▶ _EXERCISE GOAL_
Records follow. Copy every line with "region".

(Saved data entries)
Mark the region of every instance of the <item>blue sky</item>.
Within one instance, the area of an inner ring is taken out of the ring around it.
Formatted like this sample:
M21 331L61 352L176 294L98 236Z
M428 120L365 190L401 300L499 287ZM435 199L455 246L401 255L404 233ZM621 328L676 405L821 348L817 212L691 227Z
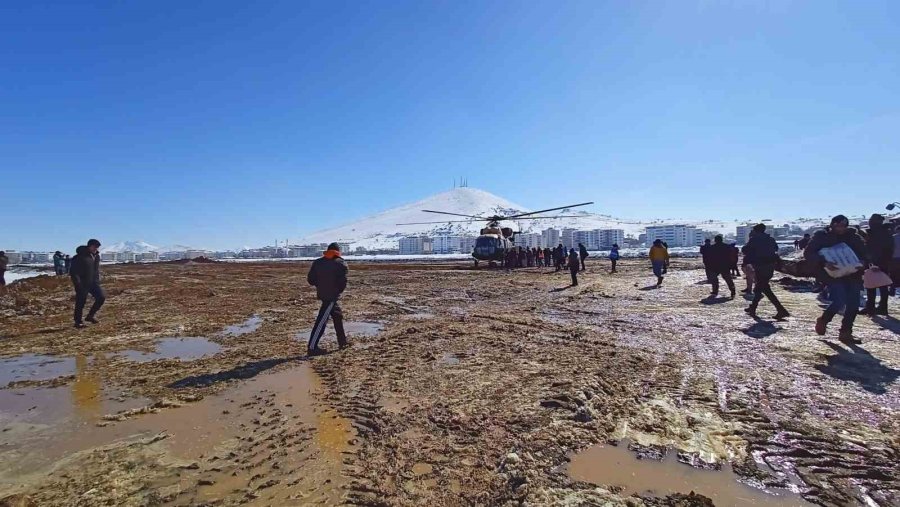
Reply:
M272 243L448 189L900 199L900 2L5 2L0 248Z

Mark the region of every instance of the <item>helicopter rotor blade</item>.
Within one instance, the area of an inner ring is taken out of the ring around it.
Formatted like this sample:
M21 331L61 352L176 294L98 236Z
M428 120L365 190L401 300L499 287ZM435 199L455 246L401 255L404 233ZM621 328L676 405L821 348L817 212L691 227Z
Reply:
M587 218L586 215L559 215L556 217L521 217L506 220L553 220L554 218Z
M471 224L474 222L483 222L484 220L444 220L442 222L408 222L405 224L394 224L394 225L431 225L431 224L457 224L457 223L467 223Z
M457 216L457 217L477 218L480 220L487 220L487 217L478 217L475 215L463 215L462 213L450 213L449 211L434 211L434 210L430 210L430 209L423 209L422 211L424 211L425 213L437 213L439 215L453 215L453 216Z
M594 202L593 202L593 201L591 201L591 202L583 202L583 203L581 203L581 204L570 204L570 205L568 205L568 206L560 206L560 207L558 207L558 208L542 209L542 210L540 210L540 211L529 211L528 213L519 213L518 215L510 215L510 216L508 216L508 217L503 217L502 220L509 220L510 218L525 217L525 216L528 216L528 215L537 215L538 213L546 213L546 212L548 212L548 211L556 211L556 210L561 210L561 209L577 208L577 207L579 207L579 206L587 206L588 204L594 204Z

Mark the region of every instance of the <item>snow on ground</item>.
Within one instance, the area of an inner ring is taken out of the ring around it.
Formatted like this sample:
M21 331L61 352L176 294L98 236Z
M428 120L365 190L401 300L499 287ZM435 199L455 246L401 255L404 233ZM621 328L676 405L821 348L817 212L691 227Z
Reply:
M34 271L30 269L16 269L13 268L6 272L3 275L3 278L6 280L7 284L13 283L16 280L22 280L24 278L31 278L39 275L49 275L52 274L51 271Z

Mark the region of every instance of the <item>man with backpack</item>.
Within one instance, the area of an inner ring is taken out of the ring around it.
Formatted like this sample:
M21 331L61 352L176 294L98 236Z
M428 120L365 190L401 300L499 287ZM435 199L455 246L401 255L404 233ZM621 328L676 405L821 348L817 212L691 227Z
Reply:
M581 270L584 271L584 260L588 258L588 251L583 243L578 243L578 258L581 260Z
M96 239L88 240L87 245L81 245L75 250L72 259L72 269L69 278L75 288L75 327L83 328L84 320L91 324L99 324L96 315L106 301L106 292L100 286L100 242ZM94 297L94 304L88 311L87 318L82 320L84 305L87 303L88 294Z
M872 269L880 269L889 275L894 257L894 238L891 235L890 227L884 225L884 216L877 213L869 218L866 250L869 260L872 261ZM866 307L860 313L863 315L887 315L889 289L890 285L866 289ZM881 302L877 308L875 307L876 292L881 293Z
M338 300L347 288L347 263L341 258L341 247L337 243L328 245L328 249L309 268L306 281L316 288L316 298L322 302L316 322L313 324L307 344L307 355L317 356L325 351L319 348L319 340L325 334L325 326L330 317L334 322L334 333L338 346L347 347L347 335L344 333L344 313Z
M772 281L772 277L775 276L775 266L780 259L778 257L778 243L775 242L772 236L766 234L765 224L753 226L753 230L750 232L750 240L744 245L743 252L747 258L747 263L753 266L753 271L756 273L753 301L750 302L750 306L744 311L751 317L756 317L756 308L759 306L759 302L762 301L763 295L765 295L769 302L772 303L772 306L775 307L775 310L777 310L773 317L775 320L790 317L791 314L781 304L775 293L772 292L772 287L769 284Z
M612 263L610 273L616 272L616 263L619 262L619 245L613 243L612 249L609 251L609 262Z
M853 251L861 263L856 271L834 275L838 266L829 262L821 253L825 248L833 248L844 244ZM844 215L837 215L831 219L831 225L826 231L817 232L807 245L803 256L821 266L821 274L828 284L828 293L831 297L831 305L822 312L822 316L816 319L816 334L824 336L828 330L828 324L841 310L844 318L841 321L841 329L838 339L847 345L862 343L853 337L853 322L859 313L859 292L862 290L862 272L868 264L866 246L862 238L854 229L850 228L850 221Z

▶ _WRITTEN SOLUTION_
Mark the region of every instance of the <item>blue sky</item>.
Mark the region of every instance of the <item>helicopter rotor blade</item>.
Mark the region of every instance of the <item>snow on ground</item>.
Mark the region of every instance of the <item>man with backpack</item>.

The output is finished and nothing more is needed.